Material for the task:
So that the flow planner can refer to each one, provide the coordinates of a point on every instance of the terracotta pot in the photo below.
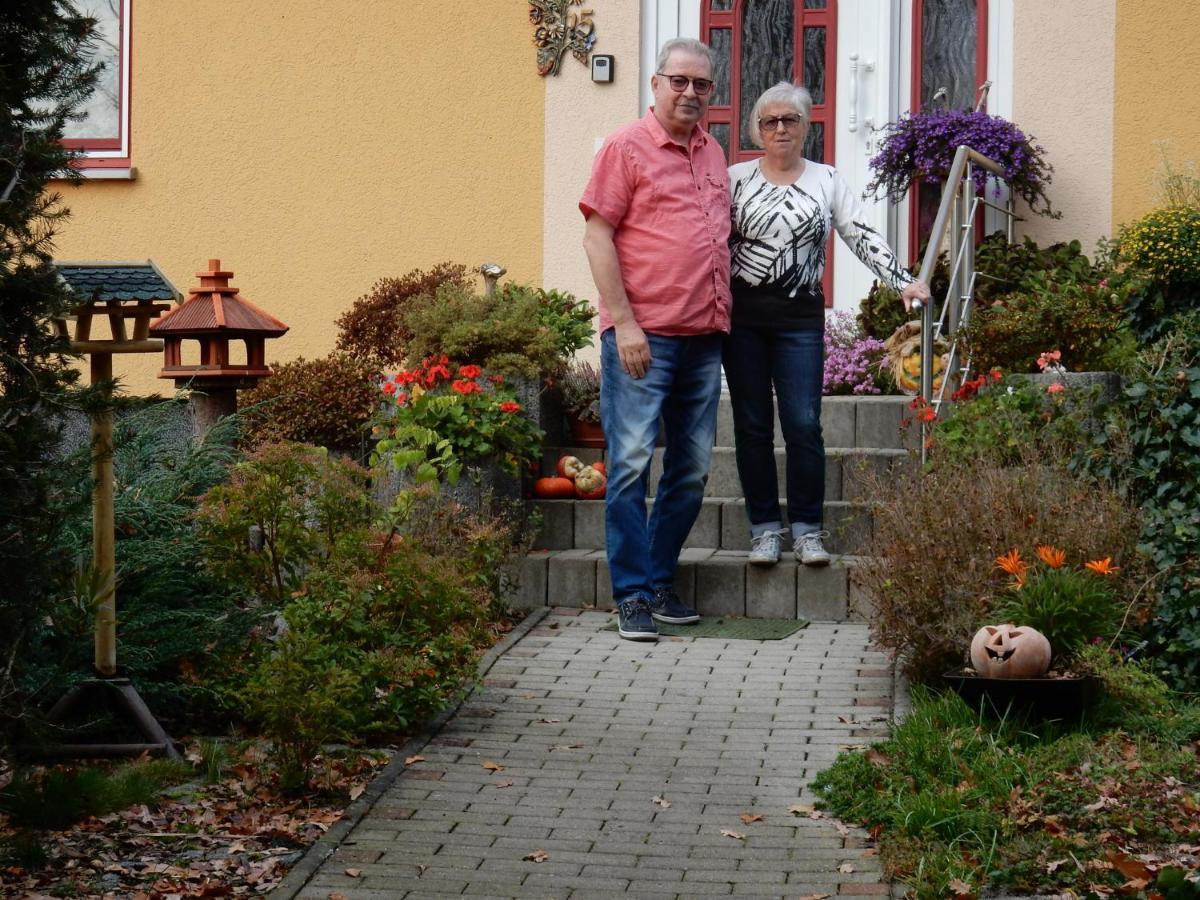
(585, 433)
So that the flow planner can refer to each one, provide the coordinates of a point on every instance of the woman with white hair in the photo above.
(784, 208)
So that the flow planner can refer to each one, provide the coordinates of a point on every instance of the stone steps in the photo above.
(717, 582)
(863, 436)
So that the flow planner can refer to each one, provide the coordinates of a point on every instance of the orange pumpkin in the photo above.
(569, 466)
(589, 484)
(551, 489)
(1009, 652)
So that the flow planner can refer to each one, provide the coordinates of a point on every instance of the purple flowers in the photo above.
(921, 147)
(851, 359)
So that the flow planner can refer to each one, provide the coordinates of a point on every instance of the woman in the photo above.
(784, 207)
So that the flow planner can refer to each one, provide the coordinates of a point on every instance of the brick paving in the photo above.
(573, 736)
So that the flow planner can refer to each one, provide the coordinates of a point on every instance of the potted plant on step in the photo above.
(580, 389)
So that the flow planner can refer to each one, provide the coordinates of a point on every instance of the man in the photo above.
(657, 238)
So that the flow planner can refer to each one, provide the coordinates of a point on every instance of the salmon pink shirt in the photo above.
(670, 210)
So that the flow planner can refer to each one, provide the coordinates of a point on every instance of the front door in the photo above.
(864, 61)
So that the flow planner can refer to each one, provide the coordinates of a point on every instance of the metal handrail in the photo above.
(958, 211)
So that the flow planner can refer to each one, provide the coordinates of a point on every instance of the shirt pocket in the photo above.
(717, 197)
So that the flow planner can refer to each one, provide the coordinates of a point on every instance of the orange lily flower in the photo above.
(1051, 556)
(1013, 564)
(1102, 567)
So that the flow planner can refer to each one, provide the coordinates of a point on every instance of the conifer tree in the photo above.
(46, 73)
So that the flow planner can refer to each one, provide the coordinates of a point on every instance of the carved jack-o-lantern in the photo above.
(1009, 652)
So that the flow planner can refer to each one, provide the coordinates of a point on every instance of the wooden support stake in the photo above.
(102, 523)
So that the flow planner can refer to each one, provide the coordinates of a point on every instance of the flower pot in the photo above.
(1048, 697)
(586, 433)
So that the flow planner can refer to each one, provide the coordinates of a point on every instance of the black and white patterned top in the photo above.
(778, 244)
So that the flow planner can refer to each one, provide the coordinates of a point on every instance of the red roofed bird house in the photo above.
(214, 315)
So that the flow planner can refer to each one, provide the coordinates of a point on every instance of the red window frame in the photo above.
(822, 113)
(111, 153)
(918, 17)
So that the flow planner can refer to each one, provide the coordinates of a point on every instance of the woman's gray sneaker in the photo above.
(765, 549)
(810, 550)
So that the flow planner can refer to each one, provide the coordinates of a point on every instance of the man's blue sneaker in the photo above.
(635, 622)
(666, 606)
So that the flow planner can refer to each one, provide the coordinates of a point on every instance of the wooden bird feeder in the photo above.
(215, 315)
(129, 295)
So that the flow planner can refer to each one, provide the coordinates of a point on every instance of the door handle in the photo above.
(855, 65)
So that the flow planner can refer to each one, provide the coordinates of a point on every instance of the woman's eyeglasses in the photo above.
(679, 84)
(772, 123)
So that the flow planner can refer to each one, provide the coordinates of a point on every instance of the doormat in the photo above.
(730, 629)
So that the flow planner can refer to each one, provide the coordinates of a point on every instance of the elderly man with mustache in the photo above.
(657, 239)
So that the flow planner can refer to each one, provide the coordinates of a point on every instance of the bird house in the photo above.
(214, 316)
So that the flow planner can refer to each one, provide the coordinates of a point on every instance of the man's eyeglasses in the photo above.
(790, 123)
(679, 84)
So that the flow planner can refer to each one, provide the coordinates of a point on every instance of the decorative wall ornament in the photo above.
(561, 28)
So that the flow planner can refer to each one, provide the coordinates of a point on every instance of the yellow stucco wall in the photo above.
(1063, 94)
(317, 150)
(1157, 97)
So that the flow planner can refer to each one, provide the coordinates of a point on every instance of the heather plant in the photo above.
(852, 361)
(373, 328)
(930, 569)
(919, 147)
(325, 402)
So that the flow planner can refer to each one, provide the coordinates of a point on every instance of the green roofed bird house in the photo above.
(214, 316)
(129, 295)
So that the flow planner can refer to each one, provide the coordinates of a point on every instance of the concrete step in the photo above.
(868, 421)
(721, 525)
(715, 582)
(845, 468)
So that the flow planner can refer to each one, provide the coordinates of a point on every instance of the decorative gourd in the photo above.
(589, 484)
(1009, 652)
(550, 489)
(569, 466)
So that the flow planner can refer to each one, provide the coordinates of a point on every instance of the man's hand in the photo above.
(634, 349)
(917, 291)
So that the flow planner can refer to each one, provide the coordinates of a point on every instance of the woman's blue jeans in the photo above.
(683, 388)
(792, 361)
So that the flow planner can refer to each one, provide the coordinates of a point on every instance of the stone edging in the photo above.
(316, 856)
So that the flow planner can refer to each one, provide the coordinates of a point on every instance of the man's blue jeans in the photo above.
(793, 361)
(683, 388)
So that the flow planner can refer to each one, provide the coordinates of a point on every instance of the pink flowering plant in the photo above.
(852, 359)
(439, 420)
(919, 147)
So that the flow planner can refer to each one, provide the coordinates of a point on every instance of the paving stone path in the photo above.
(630, 766)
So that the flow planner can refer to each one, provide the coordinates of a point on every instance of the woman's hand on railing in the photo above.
(915, 295)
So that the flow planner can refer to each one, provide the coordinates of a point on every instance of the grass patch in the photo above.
(59, 797)
(960, 802)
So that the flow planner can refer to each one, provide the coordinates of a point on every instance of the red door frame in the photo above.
(918, 17)
(822, 113)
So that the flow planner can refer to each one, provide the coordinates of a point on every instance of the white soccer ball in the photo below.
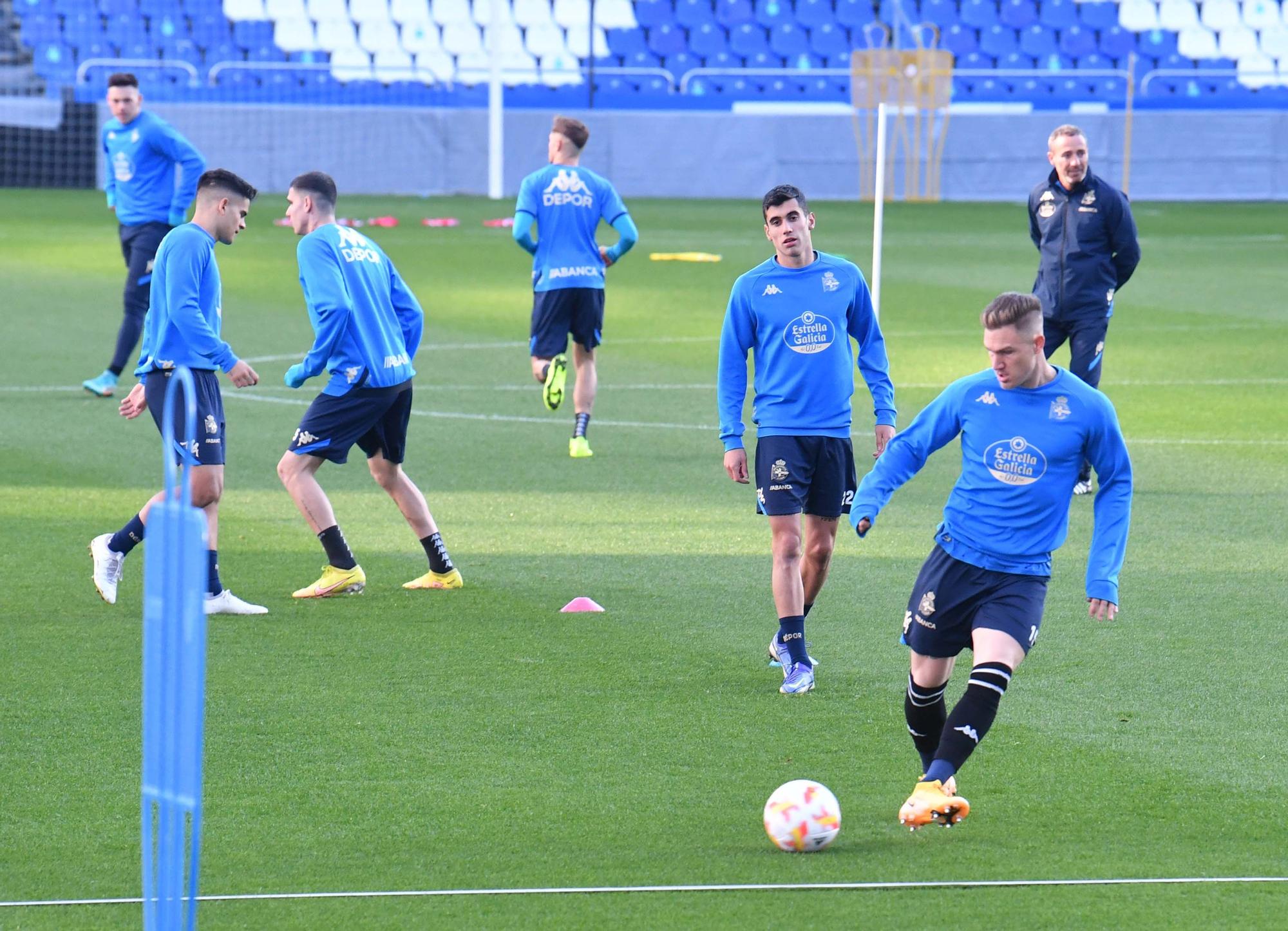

Requirement:
An exact copy of all the entries above is required, with every picture left out.

Written solution:
So that the flow planner can refer to each one, provide the coordinates of a point on every instance of the terracotta pot in the photo below.
(585, 433)
So that the flow planner can refer to each one, provide the coordinates of a point on every instance of the woman with white hair in the photo above.
(784, 208)
So that the flow planner can refer to each one, provide the coordinates of a point on every instance of the stone steps in the photo above.
(717, 582)
(863, 436)
So that the flow planner can refer to each one, provide the coordinates of a point on every instance of the orange pumpkin in the photo above.
(569, 466)
(589, 484)
(551, 489)
(1009, 652)
So that the flow planner can refer to each one, provide the coordinates of a point on every instance of the purple flowers in the photo above.
(921, 147)
(851, 359)
So that the flow planner can refer to each one, provide the coordinates of a point on every instance of the woman in the photo above.
(784, 207)
So that the flow planner can refer to each one, provide the coordinates of a point on every instance of the brick paving in the photo above.
(573, 736)
So that the flow planner can refer to each one, provide the coordinates of a point on every instance of the potted plant on step in the photo above.
(580, 389)
So that the flow planner can refer to each one, provide the coordinates of a point on every instance of the man in the photo above.
(657, 238)
So that the flow planner can refer to each one, provide the coordinates of a point on every instance of the salmon pink shirt in the photo above.
(670, 210)
So that the flow planner can refer to each one, provide the coordinates of a point on every instance of the front door in the photo above.
(864, 61)
So that the flow planner can refer to each one, provide the coordinates of a point on every instance of the metal handrail in the photo above.
(958, 211)
So that the flow planner can refer to each one, provide the coordinates of a point on every instance of the shirt pocket in the photo above.
(717, 197)
So that the flow planner can refer to each one, provide the coordinates of a point on every instance of the orange lily flower in the photo above.
(1051, 556)
(1013, 564)
(1102, 567)
So that the flow planner can refer to each one, provide the coordinates of a point on every instance of the conifer tree in the photo above.
(46, 73)
So that the flow planner can refer to each one, provide the coordinates of a point on every instance of the carved jack-o-lantern in the photo above.
(1009, 652)
So that the flow planner can refer to each one, provide the coordinates of a point on every instance of the wooden support stake in the photo above.
(102, 523)
So that the flow planner can refer to each one, provide the coordinates of a point on every instance of the flower pot in the photo above.
(1048, 697)
(586, 433)
So that the flow planner can refer to each one, provide the coordinates of a point on every instance of the black and white patterned top in the photo above.
(778, 244)
So that the flow planner can refer to each one, provide the coordinates of a point on every instance of the red roofed bird house in the photo above.
(214, 315)
So that the flow planner can refer to each one, provide the coordinates of a point on every instance of the red window frame in the photo above.
(822, 113)
(111, 153)
(918, 17)
So that the flow planner can refer to each one, provide the coordinates of a point on every instance of the woman's gray sneaker in the photo above.
(765, 549)
(810, 550)
So that the flow planner can refer to each one, provide the coordinates of a point on every instance of the man's blue sneaker in the photo above.
(635, 622)
(666, 606)
So that the flow planner can refer to each one, provide the coordinates of a point on every instance of the wooden bird feeder in the photo above.
(215, 315)
(129, 295)
So that the flow planner can refer to each one, provide the coordinates of a point on every instance of the door handle in the photo above.
(855, 65)
So that the flow planner can refer to each one, provide the coordinates of a point on every instance of the woman's eyeglasses in the photo above.
(679, 84)
(772, 123)
So that the flow planner can refer to each one, provide the coordinates of a point on every instance of the doormat in the photo above.
(730, 629)
So that the flow planner can refer to each one, provide the coordinates of a point on every instance of the elderly man with mustache in the photo above.
(657, 239)
So that the flow planner can refer to each one, provide the coordinates of a point on every instance of the bird house in the photo above.
(214, 316)
So that the flow planner can refer to each one, provide the coordinates of a point on every instance of the man's eyeglasses in the photo above.
(790, 123)
(679, 84)
So that the flow planner can refer to each one, provide the coordinates of a point on every instance of the decorative wall ornament in the photo above.
(561, 28)
So that the flow planner can refer to each one, provide the coordinates of a point on every instance of the yellow stucco wall in the photo above.
(1063, 94)
(317, 150)
(1157, 97)
So that the flow planner can refer to each one, provide the coordinates of a point on every instance of the heather plant in the photo above.
(852, 361)
(373, 328)
(930, 569)
(919, 147)
(325, 402)
So that the flow planner can refer to each one, provide the coordinates of a point on every instance of the green roofed bird house in the photo above.
(214, 316)
(129, 295)
So that the flow planner can refer to each one, provide the coordinates of a point on every instance of the concrete step in the photo above.
(868, 421)
(721, 525)
(715, 582)
(845, 468)
So that the flow planner can refer to each one, provide the coordinates of a point on every instance of the decorative gourd in the photo above.
(589, 484)
(1009, 652)
(550, 489)
(569, 466)
So that the flow planner can refer to each one, provide the coordinates of a point on every instance of the man's hand in the photo above.
(634, 349)
(917, 291)
So that the flow planner can refer to each one, provide the coordinates of a point on every instance of the woman's blue jeans in the photo above.
(683, 388)
(792, 361)
So that the flow planner can refer to each one, provide the coordinates of a point on every instance of the stone edging in the photo above.
(316, 856)
So that the flow planner can refer to each one, provide the coordinates of a point on every instance of the man's blue jeans in the photo above.
(793, 361)
(683, 388)
So that the flow planner can refer to each one, provide the coordinates of a point on every instance of the pink flowering plant in the photo above.
(852, 359)
(439, 420)
(919, 147)
So that the flow planner can refer to each one, provide the coordinates of a point on every instance of the paving stone path in the photo above.
(630, 766)
So that the flow planner can refer to each one, provide the coordinates of a point on every instance of the woman's hand on railing in the photo above.
(915, 295)
So that the flow planner can refer to each one, provide the coordinates of a point on every instance of the grass patch in the photo above.
(59, 797)
(960, 802)
So that the flow planner can refer to each one, provide the coordinates of a point on every instance of the red door frame in the photo above.
(918, 17)
(822, 113)
So that the flow planner can refer to each one, provide the coordinates of a point on every instance of the white soccer ball in the photo below.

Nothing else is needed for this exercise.